SELECTED TEXT:
========================================
Taming Infinity

This is the third post in a series on ಅಕ್ಷರ ಮಂಟಪ (Akshara-Mantapa), my Kannada implementation of Borges’ Library of Babel. We’ve covered the “why” and the “what.” Now comes the “how”: the mathematics that makes infinity navigable.

The Series:

೧. The Dream of Ananta: why infinity, why Kannada

೨. Exploring the Infinite Libraries: a hands-on guide to both libraries

೩. Taming Infinity: You are here

೪. Engineering Infinity: Rust, WASM, and making it run

೫. Reflections from Infinity: what I learned

I. Previously

We played with two libraries. We saw that Basile’s Library of Babel maps every possible 3,200-character English text to a unique address, and that my ಅಕ್ಷರ ಮಂಟಪ does the same for 400-character Kannada texts. We also saw that Kannada’s 57,324 grapheme clusters make everything more complicated than English’s tidy 29 symbols.
========================================
Point annotation entries:
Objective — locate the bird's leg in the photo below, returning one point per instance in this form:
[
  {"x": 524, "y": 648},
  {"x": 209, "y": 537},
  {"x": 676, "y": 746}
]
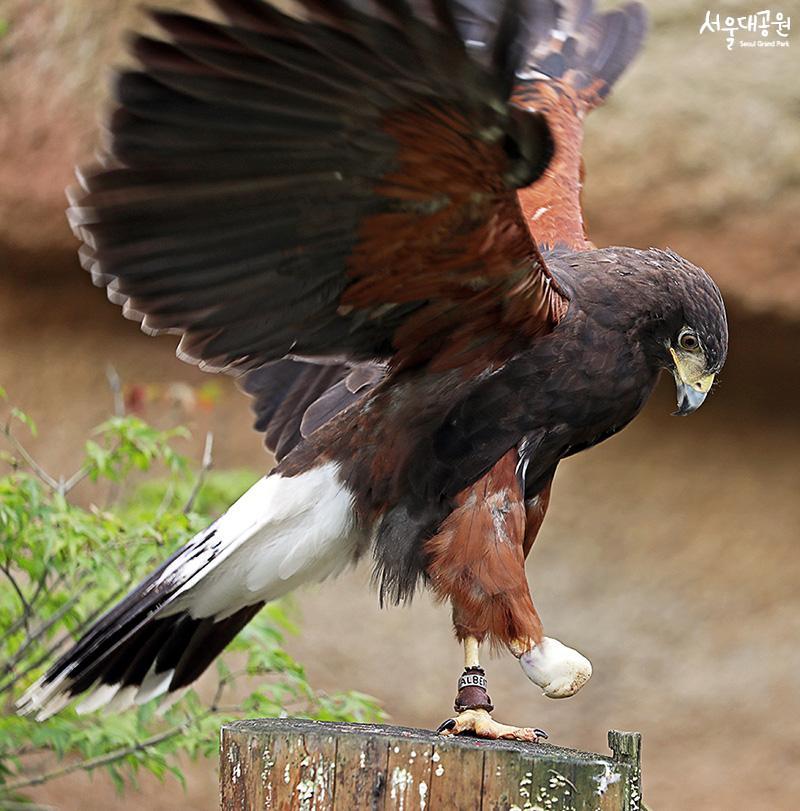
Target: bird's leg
[
  {"x": 473, "y": 705},
  {"x": 560, "y": 671}
]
========================================
EXERCISE AIM:
Continue the Taming Infinity post, picking up right after its last sentence.

TASK RESPONSE:
But I didn’t explain how any of this works. How do you make infinity searchable? How do you guarantee that every address leads to exactly one page, and every page has exactly one address? How do you compute this on the fly, without storing anything?

This post is the answer. Buckle up, it’s going to be a long one.¹

II. Basile’s Algorithm (And What I Could Understand)

When I first decided to build this, I went looking for Basile’s source code or a detailed technical explanation. I was delighted to find various blogs and discussions trying to decipher how it works. The simplest explanation came from Vsauce:

Each page is given a unique sequential page number in base-10
An “algorithm” uses this page number as a seed to generate a unique big number
That output is converted into base-29, so all letters + punctuation can be represented
Invertibility comes from the fact that any English text can be converted to base-29, from which you can derive the seed, and hence the address

Keep track of this “big integer” point. I’ve used almost the same logic for my computation.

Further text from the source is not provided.